Tasks to perform ->
**A.** Reproduce word for word everything in the text on SMTP spam filtering, from "However, even if" down to "RCPT TO: fails.".
**B.** Carry on the text on SMTP spam filtering, starting after its last sentence.

-- Start Extract --

|Spam Filtering for Mail Exchangers: How to reject junk mail in incoming SMTP transactions.|
|Prev||Chapter 2. Techniques||Next|
Once the SMTP dialogue is underway, you can perform various checks on the commands and arguments presented by the remote host. For instance, you will want to ensure that the name presented in the Hello greeting is valid.
However, even if you decide to reject the delivery attempt early in the SMTP transaction, you may not want to perform the actual rejection right away. Instead, you may stall the sender with SMTP transaction delays until after the RCPT TO:, then reject the mail at that point.
The reason is that some ratware does not understand rejections early in the SMTP transaction; they keep trying. On the other hand, most of them give up if the RCPT TO: fails.
Besides, this gives a nice opportunity to do a little teergrubing.
Per RFC 2821, the first SMTP command issued by the client should be EHLO (or if unsupported, HELO), followed by its primary, Fully Qualified Domain Name. This is known as the Hello greeting. If no meaningful FQDN is available, the client can supply its IP address enclosed in square brackets: "[188.8.131.52]". This last form is known as an IPv4 address "literal" notation.

-- End Extract --
-- Start Recorded information --

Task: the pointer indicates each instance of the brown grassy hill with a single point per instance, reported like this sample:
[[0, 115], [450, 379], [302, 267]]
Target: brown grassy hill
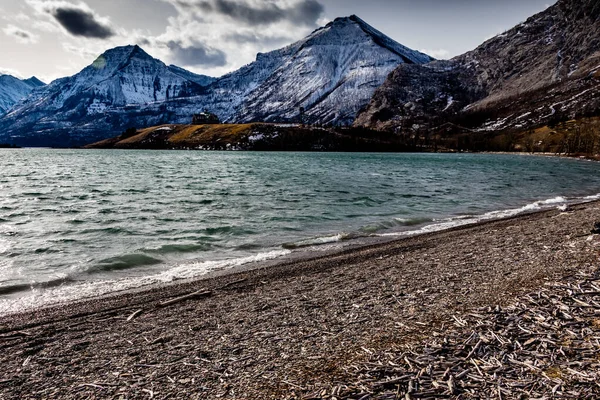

-- End Recorded information --

Results by task ->
**A.**
However, even if you decide to reject the delivery attempt early in the SMTP transaction, you may not want to perform the actual rejection right away. Instead, you may stall the sender with SMTP transaction delays until after the RCPT TO:, then reject the mail at that point.
The reason is that some ratware does not understand rejections early in the SMTP transaction; they keep trying. On the other hand, most of them give up if the RCPT TO: fails.

**B.**
Quite understandably, Ratware rarely present their own FQDN in the Hello greeting. Rather, greetings from ratware usually attempt to conceal the sending host's identity, and/or to generate confusing and/or misleading "Received:" trails in the message header. Some examples of such greetings are:
Unqualified names (i.e. names without a period), such as the "local part" (username) of the recipient address.
A plain IP address (i.e. not an IP literal); usually yours, but can be a random one.
Your domain name, or the FQDN of your server.
Third party domain names, such as yahoo.com and hotmail.com.
Non-existing domain names, or domain names with non-existing name servers.
No greeting at all.
Some of these RFC 2821 violations are both easy to check against, and clear indications that the sending host is running some form of Ratware. You can reject such greetings -- either right away, or e.g. after the RCPT TO: command.
First, feel free to reject plain IP addresses in the Hello greeting. Even if you wish to generously allow everything RFC 2821 mandates, recommends, and suggests, you will note that IP addresses should always be enclosed in square brackets when presented in lieu of a name. 
In particular, you may wish to issue a strongly worded rejection message to hosts that introduce themselves using your IP address - or for that matter, your host name. They are plainly lying. Perhaps you want to stall the sender with an exceedingly long SMTP transaction delay in response to such a greeting; say, hours.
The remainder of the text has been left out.